[SUPPLIED INFORMATION]:

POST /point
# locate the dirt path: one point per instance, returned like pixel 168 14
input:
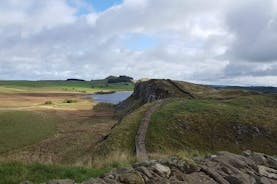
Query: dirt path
pixel 141 152
pixel 179 88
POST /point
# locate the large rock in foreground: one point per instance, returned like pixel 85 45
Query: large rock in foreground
pixel 223 168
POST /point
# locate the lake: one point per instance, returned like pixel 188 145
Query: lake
pixel 113 98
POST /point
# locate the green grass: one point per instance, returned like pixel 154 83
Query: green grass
pixel 14 173
pixel 63 86
pixel 122 137
pixel 21 128
pixel 210 125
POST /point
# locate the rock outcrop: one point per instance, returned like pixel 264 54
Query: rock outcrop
pixel 222 168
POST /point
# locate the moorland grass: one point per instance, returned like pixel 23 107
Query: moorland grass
pixel 21 128
pixel 211 125
pixel 15 172
pixel 62 86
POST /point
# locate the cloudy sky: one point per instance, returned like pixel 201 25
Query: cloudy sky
pixel 231 42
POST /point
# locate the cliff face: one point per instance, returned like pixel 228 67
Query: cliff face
pixel 156 89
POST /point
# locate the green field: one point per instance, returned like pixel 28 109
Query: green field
pixel 201 126
pixel 21 128
pixel 63 86
pixel 213 125
pixel 14 173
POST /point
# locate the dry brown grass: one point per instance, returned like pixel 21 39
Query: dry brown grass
pixel 80 128
pixel 35 101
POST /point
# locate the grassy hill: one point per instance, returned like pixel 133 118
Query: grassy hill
pixel 212 125
pixel 210 121
pixel 62 86
pixel 22 128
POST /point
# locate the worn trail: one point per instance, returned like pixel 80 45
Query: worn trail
pixel 141 152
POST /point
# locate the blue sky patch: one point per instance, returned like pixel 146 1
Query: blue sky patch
pixel 102 5
pixel 140 42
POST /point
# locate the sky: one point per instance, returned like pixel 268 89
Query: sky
pixel 224 42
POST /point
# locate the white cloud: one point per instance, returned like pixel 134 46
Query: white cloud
pixel 203 41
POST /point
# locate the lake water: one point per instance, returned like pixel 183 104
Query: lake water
pixel 113 98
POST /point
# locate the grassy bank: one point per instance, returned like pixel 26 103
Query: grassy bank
pixel 21 128
pixel 212 125
pixel 62 86
pixel 14 173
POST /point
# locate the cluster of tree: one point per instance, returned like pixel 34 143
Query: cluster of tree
pixel 121 78
pixel 75 80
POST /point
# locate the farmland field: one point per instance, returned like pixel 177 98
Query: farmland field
pixel 53 122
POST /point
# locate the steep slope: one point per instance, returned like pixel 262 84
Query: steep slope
pixel 195 118
pixel 213 125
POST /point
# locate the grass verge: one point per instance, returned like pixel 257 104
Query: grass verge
pixel 14 173
pixel 21 128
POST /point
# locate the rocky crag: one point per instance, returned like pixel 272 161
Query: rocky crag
pixel 222 168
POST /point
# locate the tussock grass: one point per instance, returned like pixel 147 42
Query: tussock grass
pixel 62 86
pixel 21 128
pixel 15 172
pixel 210 125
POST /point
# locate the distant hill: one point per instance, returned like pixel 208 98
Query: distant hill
pixel 195 118
pixel 121 78
pixel 79 80
pixel 261 89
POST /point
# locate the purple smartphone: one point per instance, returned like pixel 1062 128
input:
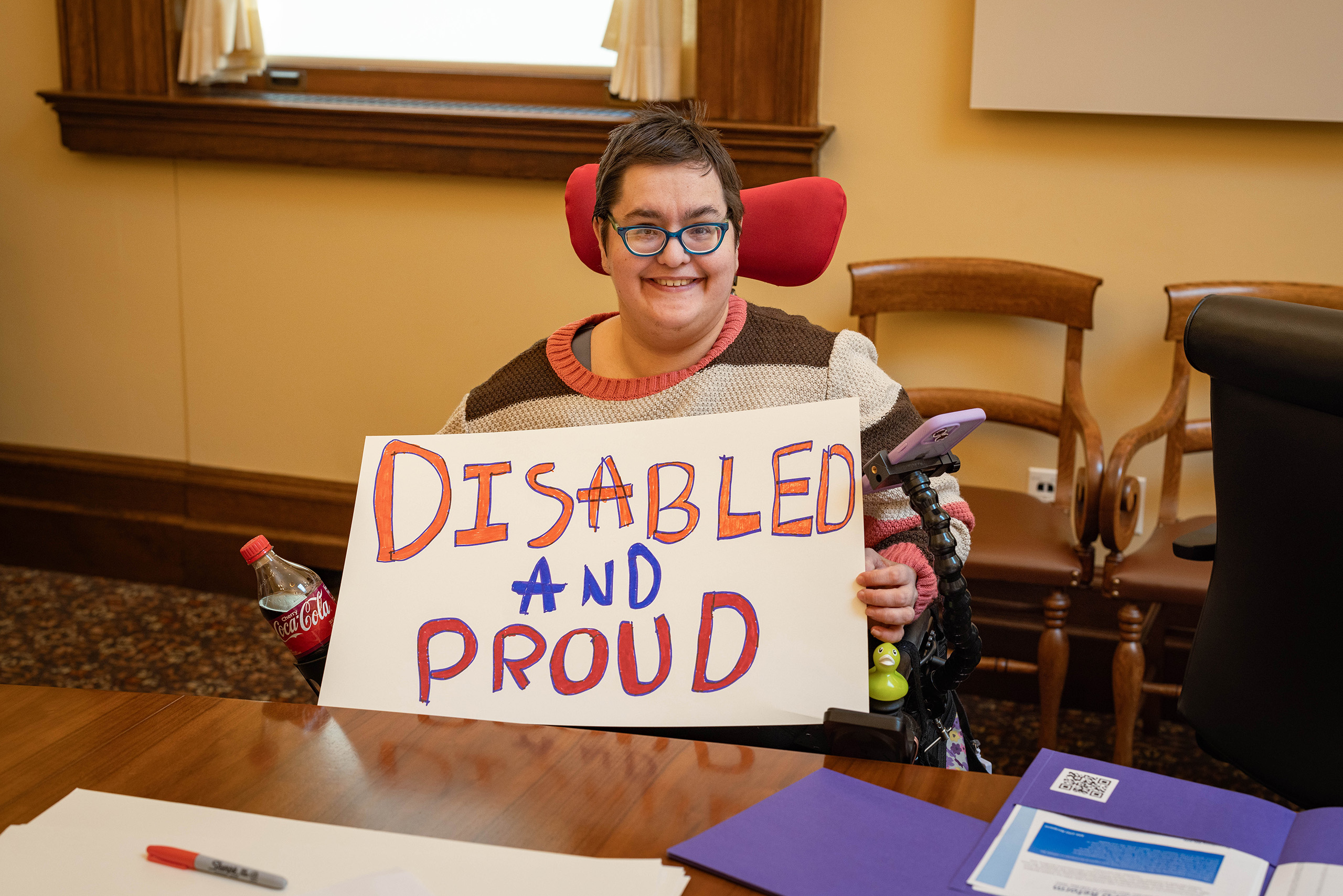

[TASK REQUIREMENTS]: Copy the rows word for word, from the start through the line containing "pixel 223 168", including both ends. Leave the pictures out of your copy.

[FINAL RESULT]:
POST /point
# locate the dirt path: one point per instance, returned like pixel 168 14
input:
Query: dirt path
pixel 141 152
pixel 179 88
POST /point
# locate the large rock in foreground: one point per instance, returned like pixel 85 45
Query: large rock in foreground
pixel 223 168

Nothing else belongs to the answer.